| Text shown |
Search code examples
pythontensorflowforecasting

forecasting tensorflow confused with usage of repeat


I came across this notebook that covers forecasting. I got it through this article.

I am confused about the 2nd and 4th line from below

train_data = tf.data.Dataset.from_tensor_slices((x_train, y_train))
train_data = train_data.cache().shuffle(buffer_size).batch(batch_size).repeat()

val_data = tf.data.Dataset.from_tensor_slices((x_vali, y_vali))
val_data = val_data.batch(batch_size).repeat()

I understand that we are trying to shuffle our data as we dont want to feed data to our model in the serial order. On additional reading I realized that it is better to have buffer_size same as the size of the dataset. But I am not sure what repeat is doing in this case. Could someone explain what is being done here and what is the function of repeat?

I also looked at this page and saw below text but still not clear.

The following methods in tf.Dataset :

repeat( count=0 ) The method repeats the dataset count number of times.
shuffle( buffer_size, seed=None, reshuffle_each_iteration=None) The method shuffles the samples in the dataset. The buffer_size is the number of samples which are randomized and returned as tf.Dataset.
batch(batch_size,drop_remainder=False) Creates batches of the dataset with batch size given as batch_size which is also the length of the batches.

Dataset items
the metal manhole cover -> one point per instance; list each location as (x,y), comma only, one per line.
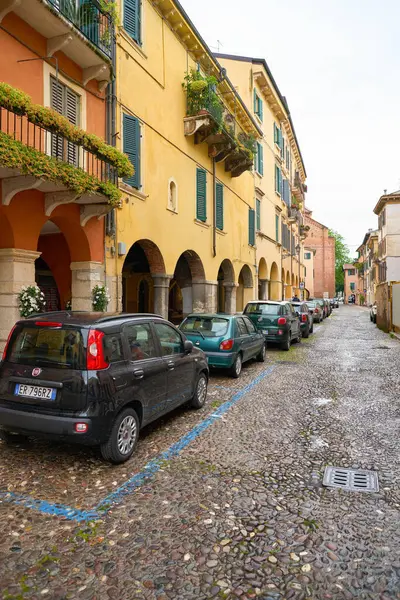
(353,480)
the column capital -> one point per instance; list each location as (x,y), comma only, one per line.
(18,255)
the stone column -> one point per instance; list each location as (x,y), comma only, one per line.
(161,294)
(85,275)
(17,269)
(230,297)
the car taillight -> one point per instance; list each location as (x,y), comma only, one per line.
(7,343)
(226,345)
(95,359)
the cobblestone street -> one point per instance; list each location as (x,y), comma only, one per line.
(226,502)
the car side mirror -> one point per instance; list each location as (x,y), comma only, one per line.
(188,346)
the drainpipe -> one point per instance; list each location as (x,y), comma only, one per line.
(214,211)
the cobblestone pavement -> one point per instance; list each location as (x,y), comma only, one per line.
(241,512)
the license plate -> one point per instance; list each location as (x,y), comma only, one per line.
(35,391)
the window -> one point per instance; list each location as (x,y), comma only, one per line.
(140,341)
(67,103)
(201,195)
(219,206)
(259,159)
(258,105)
(113,348)
(170,340)
(252,233)
(132,19)
(131,147)
(172,196)
(241,327)
(278,180)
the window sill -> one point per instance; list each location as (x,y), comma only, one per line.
(202,223)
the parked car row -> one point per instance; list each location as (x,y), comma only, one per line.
(98,379)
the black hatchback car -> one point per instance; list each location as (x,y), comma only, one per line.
(96,379)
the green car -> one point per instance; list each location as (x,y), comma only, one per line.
(277,321)
(227,340)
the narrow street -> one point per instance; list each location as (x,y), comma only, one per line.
(235,507)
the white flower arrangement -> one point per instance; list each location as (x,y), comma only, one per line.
(100,298)
(30,300)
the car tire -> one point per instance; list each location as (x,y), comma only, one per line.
(200,394)
(123,437)
(12,438)
(236,368)
(261,355)
(286,344)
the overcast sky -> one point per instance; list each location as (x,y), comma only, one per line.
(338,64)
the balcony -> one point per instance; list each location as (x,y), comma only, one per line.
(210,122)
(82,30)
(40,149)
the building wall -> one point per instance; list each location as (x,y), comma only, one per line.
(324,260)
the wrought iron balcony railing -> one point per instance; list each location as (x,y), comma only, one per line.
(93,22)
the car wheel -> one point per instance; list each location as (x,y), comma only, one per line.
(261,355)
(12,438)
(123,437)
(236,368)
(200,394)
(286,344)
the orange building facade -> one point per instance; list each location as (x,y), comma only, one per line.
(51,227)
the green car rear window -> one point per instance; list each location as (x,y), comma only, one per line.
(263,309)
(47,347)
(206,326)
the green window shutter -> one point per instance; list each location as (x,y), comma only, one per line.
(201,195)
(131,146)
(258,214)
(132,19)
(252,232)
(219,208)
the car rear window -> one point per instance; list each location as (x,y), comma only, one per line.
(206,326)
(263,309)
(47,347)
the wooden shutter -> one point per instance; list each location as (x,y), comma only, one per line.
(252,233)
(219,208)
(132,19)
(258,214)
(201,195)
(131,135)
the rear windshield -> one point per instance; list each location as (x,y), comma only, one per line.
(263,309)
(205,326)
(58,348)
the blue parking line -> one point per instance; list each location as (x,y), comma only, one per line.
(148,471)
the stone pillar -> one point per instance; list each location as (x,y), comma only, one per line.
(17,269)
(161,294)
(230,297)
(264,289)
(85,275)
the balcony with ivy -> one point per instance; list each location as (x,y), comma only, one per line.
(209,121)
(81,29)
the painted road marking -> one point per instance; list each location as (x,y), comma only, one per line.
(143,476)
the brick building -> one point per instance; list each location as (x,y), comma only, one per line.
(319,240)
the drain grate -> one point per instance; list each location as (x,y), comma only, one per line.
(351,479)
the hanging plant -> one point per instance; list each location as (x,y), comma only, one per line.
(100,298)
(30,301)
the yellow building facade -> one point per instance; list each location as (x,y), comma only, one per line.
(167,250)
(279,180)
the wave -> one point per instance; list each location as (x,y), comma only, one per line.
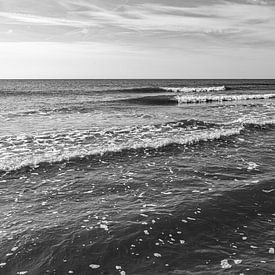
(125,147)
(95,145)
(204,99)
(195,89)
(185,99)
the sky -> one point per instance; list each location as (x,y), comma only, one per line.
(137,39)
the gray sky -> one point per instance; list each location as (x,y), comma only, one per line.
(137,39)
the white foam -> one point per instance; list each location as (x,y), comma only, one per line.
(154,142)
(219,98)
(194,89)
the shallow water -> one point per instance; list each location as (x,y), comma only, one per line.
(137,176)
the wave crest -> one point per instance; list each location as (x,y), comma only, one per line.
(194,89)
(204,99)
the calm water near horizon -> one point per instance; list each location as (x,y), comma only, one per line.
(137,177)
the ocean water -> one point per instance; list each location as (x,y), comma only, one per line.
(137,177)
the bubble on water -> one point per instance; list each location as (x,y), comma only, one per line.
(225,264)
(94,266)
(237,261)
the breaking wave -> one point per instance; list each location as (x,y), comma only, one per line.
(185,99)
(125,142)
(221,98)
(195,89)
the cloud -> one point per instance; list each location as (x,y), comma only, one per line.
(42,20)
(145,22)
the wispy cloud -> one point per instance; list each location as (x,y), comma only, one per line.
(242,20)
(43,20)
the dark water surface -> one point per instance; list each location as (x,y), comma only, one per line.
(137,177)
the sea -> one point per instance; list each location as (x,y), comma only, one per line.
(137,177)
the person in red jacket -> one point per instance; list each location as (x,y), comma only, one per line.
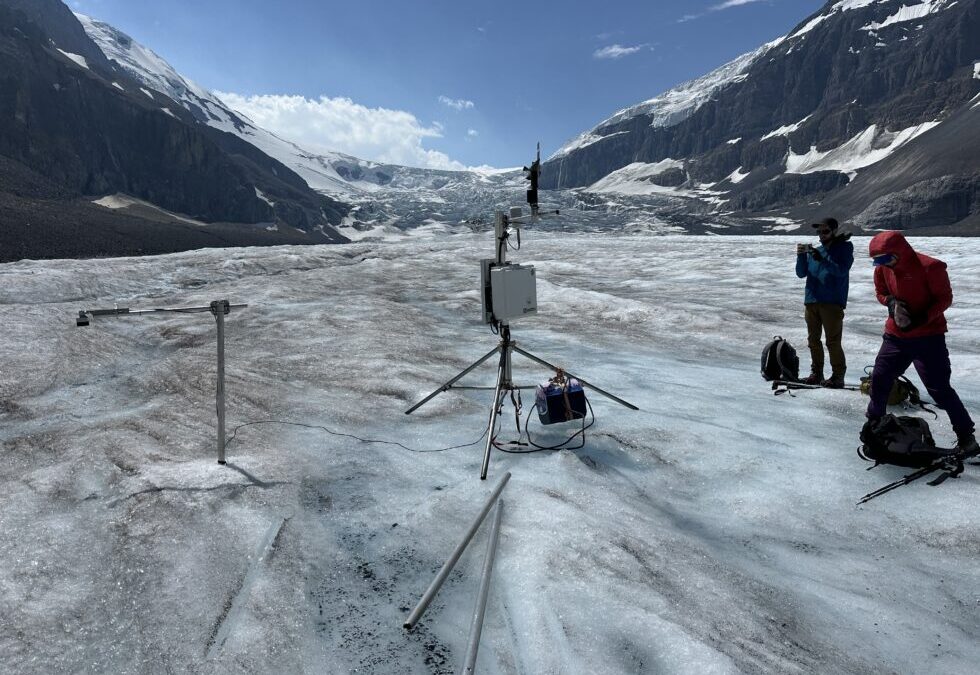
(916,290)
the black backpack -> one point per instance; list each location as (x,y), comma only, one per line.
(902,441)
(780,362)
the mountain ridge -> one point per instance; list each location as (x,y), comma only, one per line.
(805,116)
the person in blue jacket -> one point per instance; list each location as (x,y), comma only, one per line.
(826,269)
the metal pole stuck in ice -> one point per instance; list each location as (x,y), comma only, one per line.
(219,308)
(476,627)
(436,584)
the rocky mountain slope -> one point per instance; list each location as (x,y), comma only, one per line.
(77,127)
(870,110)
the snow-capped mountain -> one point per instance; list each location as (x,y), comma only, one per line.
(388,198)
(157,74)
(868,108)
(93,162)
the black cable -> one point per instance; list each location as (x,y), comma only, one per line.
(363,440)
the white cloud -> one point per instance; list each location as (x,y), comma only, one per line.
(731,3)
(616,51)
(728,4)
(341,125)
(456,103)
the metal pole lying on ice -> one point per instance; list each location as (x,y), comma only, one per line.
(219,308)
(436,584)
(476,627)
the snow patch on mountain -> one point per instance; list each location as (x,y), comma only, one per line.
(907,13)
(261,195)
(585,140)
(138,60)
(80,60)
(737,176)
(866,148)
(843,6)
(675,105)
(786,130)
(637,179)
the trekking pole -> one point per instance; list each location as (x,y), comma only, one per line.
(899,483)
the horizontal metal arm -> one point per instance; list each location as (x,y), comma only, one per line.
(156,310)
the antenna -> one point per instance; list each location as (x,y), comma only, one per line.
(533,174)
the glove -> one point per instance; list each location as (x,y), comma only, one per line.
(900,313)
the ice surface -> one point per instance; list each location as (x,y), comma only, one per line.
(715,531)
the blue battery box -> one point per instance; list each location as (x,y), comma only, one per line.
(551,402)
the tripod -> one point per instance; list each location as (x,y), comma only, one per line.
(505,349)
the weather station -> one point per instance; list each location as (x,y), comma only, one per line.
(508,292)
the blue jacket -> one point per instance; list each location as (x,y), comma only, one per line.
(827,277)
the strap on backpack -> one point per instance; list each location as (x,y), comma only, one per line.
(785,374)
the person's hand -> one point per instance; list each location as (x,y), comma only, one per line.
(901,314)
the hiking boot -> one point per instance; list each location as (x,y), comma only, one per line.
(966,443)
(833,382)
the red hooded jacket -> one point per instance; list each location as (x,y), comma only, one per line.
(919,281)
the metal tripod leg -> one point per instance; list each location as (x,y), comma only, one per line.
(581,381)
(449,385)
(501,369)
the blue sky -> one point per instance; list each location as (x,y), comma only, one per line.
(443,82)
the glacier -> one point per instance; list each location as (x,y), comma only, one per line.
(714,531)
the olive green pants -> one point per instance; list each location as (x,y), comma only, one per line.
(829,319)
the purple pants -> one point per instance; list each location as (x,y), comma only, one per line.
(931,360)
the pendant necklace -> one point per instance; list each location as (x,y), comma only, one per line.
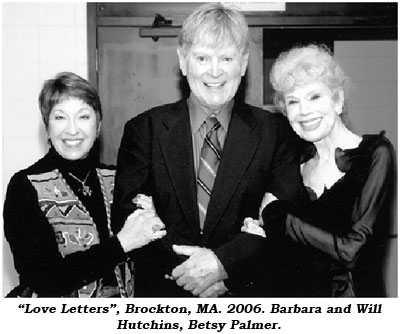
(85,190)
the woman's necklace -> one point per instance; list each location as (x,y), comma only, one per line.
(85,190)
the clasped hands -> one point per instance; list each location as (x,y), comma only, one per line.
(142,226)
(202,273)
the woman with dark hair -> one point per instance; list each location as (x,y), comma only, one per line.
(57,211)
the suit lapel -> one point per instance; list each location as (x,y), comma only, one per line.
(176,143)
(239,148)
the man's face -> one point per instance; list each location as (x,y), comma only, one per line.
(213,74)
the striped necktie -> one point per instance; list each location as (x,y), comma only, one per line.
(208,165)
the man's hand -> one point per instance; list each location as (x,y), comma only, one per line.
(200,271)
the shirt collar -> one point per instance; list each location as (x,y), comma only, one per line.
(198,115)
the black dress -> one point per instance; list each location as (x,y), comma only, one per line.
(336,244)
(35,246)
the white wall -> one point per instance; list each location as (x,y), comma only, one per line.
(39,40)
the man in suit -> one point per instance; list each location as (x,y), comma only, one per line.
(206,161)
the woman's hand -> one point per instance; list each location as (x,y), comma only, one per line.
(140,228)
(253,226)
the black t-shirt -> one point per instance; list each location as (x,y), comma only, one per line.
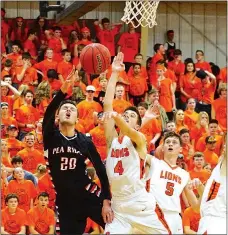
(66,155)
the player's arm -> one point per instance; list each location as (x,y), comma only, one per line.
(188,190)
(49,116)
(109,125)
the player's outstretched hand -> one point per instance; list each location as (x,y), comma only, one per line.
(194,184)
(107,212)
(117,64)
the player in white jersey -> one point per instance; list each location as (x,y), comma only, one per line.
(168,181)
(213,204)
(131,204)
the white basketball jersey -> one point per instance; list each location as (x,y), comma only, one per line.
(123,168)
(167,184)
(213,201)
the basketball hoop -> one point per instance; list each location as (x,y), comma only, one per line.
(140,13)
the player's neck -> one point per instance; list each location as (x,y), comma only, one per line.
(67,131)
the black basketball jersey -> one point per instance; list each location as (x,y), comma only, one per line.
(66,155)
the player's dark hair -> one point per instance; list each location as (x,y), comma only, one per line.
(200,51)
(16,159)
(171,134)
(213,121)
(157,47)
(183,131)
(26,55)
(105,20)
(10,196)
(43,194)
(135,64)
(198,154)
(138,54)
(143,104)
(134,109)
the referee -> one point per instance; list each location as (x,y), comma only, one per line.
(66,151)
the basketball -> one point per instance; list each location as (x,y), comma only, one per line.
(95,58)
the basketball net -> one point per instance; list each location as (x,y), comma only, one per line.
(140,13)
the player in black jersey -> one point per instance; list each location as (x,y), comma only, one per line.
(66,150)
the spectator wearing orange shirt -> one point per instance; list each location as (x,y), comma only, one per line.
(119,103)
(166,90)
(41,219)
(201,64)
(26,74)
(128,44)
(198,171)
(30,46)
(138,59)
(219,107)
(209,155)
(13,219)
(27,115)
(190,116)
(46,64)
(24,189)
(87,107)
(6,119)
(159,55)
(187,148)
(31,156)
(65,66)
(212,131)
(191,218)
(14,145)
(138,85)
(207,91)
(55,41)
(98,137)
(200,129)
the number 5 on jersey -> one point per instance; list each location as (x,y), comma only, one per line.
(68,163)
(119,168)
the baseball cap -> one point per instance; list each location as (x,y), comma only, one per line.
(201,74)
(210,139)
(11,127)
(90,88)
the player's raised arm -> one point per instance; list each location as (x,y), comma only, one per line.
(117,66)
(49,116)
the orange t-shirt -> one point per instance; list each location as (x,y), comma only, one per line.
(64,68)
(138,86)
(41,220)
(211,157)
(31,158)
(14,146)
(201,145)
(119,106)
(5,123)
(220,108)
(27,115)
(44,66)
(98,137)
(150,129)
(191,218)
(85,112)
(12,223)
(45,185)
(24,190)
(203,175)
(165,97)
(190,118)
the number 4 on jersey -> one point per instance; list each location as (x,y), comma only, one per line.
(119,168)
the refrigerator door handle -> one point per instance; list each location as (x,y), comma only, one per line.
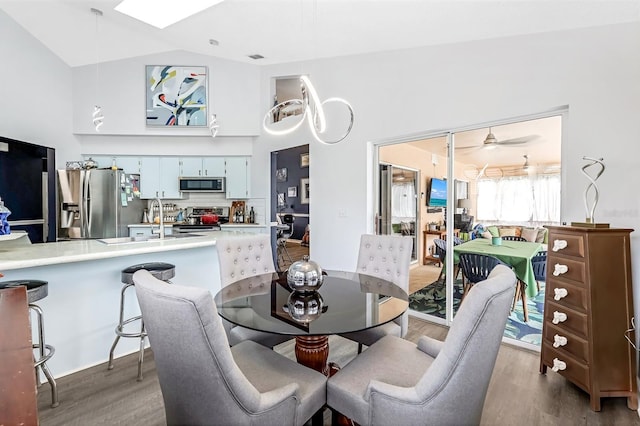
(84,214)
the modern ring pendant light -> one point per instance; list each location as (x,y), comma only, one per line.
(313,111)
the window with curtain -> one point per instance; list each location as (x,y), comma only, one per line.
(403,203)
(519,199)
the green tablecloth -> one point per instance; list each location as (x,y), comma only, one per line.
(516,254)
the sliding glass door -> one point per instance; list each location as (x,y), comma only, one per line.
(503,175)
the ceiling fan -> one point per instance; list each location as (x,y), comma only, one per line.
(491,141)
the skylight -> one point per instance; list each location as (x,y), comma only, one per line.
(162,13)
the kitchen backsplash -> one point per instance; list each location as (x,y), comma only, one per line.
(205,199)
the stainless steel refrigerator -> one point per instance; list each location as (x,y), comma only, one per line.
(98,203)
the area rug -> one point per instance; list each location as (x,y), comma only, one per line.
(432,300)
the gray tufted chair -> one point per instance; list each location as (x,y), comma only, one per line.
(387,257)
(204,381)
(396,382)
(245,257)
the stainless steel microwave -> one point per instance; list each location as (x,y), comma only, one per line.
(201,184)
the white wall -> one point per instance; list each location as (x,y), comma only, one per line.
(414,91)
(35,105)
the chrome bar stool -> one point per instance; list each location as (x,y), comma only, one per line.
(37,290)
(160,270)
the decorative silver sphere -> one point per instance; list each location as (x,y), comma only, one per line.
(305,307)
(304,275)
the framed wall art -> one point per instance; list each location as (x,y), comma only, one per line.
(304,160)
(281,174)
(304,191)
(176,95)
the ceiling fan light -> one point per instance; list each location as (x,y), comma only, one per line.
(490,139)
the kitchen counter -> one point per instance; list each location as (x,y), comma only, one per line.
(84,279)
(84,250)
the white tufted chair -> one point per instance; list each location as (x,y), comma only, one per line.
(387,257)
(245,257)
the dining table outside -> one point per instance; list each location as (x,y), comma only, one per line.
(516,254)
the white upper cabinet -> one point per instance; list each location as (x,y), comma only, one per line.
(202,166)
(159,177)
(213,166)
(237,174)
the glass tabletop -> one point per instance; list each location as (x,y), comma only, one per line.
(345,302)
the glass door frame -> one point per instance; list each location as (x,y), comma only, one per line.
(450,137)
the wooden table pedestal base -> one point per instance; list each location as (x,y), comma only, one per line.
(313,352)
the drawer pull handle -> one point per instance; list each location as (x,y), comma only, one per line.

| What is asked |
#1 Reproduce verbatim the passage of the thread about tf.data repeat that begins at the words "I understand that" and stops after "number of times.".
#2 Resume the thread about tf.data repeat, picking up right after its last sentence.
The records have nothing to do with the thread about tf.data repeat.

| Task results |
#1
I understand that we are trying to shuffle our data as we dont want to feed data to our model in the serial order. On additional reading I realized that it is better to have buffer_size same as the size of the dataset. But I am not sure what repeat is doing in this case. Could someone explain what is being done here and what is the function of repeat?

I also looked at this page and saw below text but still not clear.

The following methods in tf.Dataset :

repeat( count=0 ) The method repeats the dataset count number of times.

#2
Solution

  • The repeat call with nothing passed to the count param makes this dataset repeat infinitely.

    In python terms, Datasets are a subclass of python iterables. If you have an object ds of type tf.data.Dataset, then you can execute iter(ds). If the dataset was generated by repeat(), then it will never run out of items, i.e., it will never throw a StopIteration exception.

    In the notebook you referenced, the call to tf.keras.Model.fit() is passed an argument of 100 to the param steps_per_epoch. This means that the dataset should be infinitely repeating, and Keras will pause training to run validation every 100 steps.

    tldr: leave it in.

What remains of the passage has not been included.